Gespeicherte Datensatzeinträge
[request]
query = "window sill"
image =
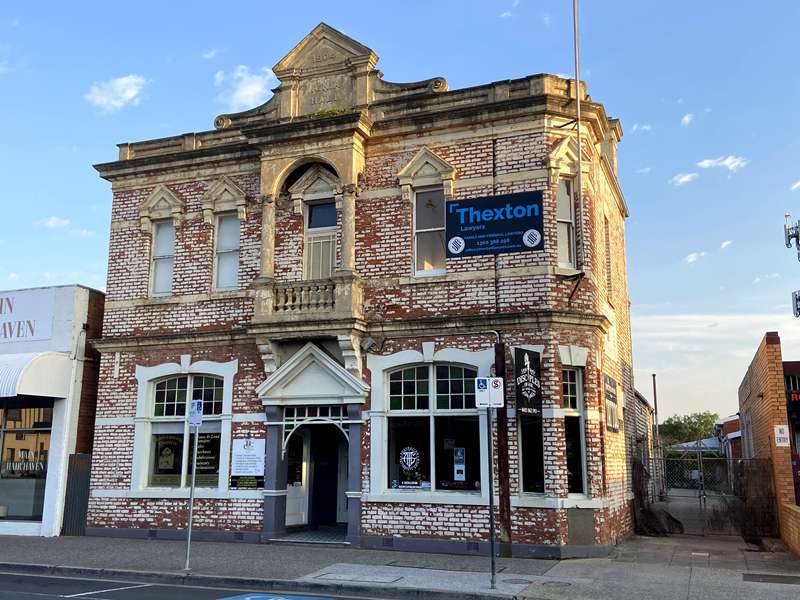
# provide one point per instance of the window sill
(437, 497)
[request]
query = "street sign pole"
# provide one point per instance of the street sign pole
(491, 494)
(195, 420)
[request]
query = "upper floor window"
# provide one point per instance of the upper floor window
(320, 247)
(227, 251)
(565, 217)
(429, 232)
(163, 256)
(171, 439)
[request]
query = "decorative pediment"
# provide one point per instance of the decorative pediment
(161, 204)
(426, 168)
(563, 160)
(317, 183)
(310, 376)
(224, 196)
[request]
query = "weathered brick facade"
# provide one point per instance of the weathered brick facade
(500, 138)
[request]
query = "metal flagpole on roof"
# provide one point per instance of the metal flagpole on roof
(579, 180)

> _KURZAUFTRAG_:
In welchen Zeilen der Einträge oben steht die Zeichenfolge "sign"? Finde sie alle und gib jede dieser Zeilen wörtlich wieder, wobei Groß- und Kleinschreibung zählt.

> _VOLLSTÄNDIGE LÖSUNG_:
query = "street sign pole"
# provide one point per instance of the street sign pole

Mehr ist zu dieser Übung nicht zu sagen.